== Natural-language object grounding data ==
<<<<

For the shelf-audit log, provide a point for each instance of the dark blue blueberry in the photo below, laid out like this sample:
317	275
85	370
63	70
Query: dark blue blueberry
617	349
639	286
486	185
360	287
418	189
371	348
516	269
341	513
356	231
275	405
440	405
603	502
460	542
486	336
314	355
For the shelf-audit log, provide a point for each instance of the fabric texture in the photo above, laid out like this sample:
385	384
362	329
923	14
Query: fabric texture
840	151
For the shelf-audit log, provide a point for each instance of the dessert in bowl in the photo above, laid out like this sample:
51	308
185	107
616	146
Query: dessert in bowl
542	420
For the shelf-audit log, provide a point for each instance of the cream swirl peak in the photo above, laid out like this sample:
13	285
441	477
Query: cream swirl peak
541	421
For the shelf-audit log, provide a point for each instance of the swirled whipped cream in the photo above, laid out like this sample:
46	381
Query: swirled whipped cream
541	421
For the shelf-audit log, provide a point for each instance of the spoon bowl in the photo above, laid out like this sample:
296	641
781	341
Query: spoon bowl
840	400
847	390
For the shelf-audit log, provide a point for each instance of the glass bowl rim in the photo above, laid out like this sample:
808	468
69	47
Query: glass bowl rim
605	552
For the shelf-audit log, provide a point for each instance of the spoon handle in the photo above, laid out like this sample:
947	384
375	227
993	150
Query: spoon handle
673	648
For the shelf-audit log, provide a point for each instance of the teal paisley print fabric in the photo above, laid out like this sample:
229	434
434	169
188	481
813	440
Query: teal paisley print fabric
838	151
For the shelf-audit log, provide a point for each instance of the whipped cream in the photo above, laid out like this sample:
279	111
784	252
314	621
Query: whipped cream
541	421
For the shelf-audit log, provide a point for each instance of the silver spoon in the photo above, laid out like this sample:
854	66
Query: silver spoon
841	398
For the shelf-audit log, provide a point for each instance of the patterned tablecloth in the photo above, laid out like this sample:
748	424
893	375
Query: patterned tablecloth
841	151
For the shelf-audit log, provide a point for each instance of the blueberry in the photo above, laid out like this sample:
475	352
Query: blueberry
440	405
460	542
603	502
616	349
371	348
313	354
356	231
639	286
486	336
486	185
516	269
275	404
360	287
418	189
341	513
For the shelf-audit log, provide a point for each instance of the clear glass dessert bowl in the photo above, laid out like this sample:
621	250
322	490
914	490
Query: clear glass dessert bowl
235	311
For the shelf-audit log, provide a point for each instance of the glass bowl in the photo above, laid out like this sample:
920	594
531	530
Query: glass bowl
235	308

>>>>

== Work instructions ==
Give back the data above word for word.

== Output of the task ==
For the shelf-audit log, provide a point for each instance of the dark blue blueberry in the photo below, laid out like this sample:
317	275
85	370
63	70
Query: dark blue blueberry
617	349
639	286
486	185
360	287
418	189
371	348
516	269
341	513
356	231
275	405
440	405
603	502
460	542
486	336
314	355
For the shelf-audit log, provide a point for each instance of the fabric texture in the photo above, laid out like this sample:
385	384
362	329
923	14
Query: fabric texture
840	151
For the shelf-audit log, provide a point for each instance of the dessert in bowl in the photo above, laid out like this sample:
51	308
185	107
616	146
Query: dessert in bowl
542	420
For the shelf-audit log, provide a point for each instance of the cream swirl peak in the photo above, laid out like this sample:
13	285
441	477
Query: cream swirl peak
541	421
For the shelf-audit log, provide a point for each instance of the swirled whipped cream in the photo above, laid out like this sample:
46	381
Query: swirled whipped cream
541	421
For the shelf-audit log, provide a point for each instance of the spoon bowl in the photo above, laid out like this sample:
296	641
781	341
Query: spoon bowl
840	400
847	390
For the shelf-audit log, provide a point for each instance of the glass bowl rim in the photo above, laid out like this sample:
808	468
69	47
Query: glass bowl rim
605	552
For the shelf-audit log, provide a point for each instance of the spoon handle in the photo above, laid out like this sample:
947	384
375	227
993	150
Query: spoon handle
673	648
For the shelf-audit log, provide a point for each instance of the teal paisley print fabric in the photo above, laid out like this sample:
229	434
434	169
188	481
813	440
Query: teal paisley print fabric
838	151
For the shelf-audit log, provide a point for each instance of the whipped cream in the photo above, laid out like this sample:
279	111
784	252
314	621
Query: whipped cream
541	421
For the shelf-audit log, provide a point for each instance of the silver spoon in the photo above, laid out like this sample:
854	66
Query: silver spoon
841	398
For the shelf-audit log, provide a point for each instance of the patterned tablecloth in the photo above, laid out like this sample:
748	424
893	375
Query: patterned tablecloth
841	151
For the shelf-audit log, provide a point for each instance of the blueberry in the photo above, laid out like this sample:
475	352
Query: blueberry
440	405
460	542
603	502
616	349
371	348
313	354
356	231
639	286
486	336
486	185
516	269
275	404
360	287
418	189
341	513
For the shelf-audit log, provide a point for each instance of the clear glass dessert bowl in the photo above, laid out like this sample:
621	250
322	490
914	490
Query: clear glass dessert bowl
235	311
For the shelf-audit log, provide a point for each instance of the glass bowl in the photo above, laid out like this sample:
920	594
531	530
Query: glass bowl
235	308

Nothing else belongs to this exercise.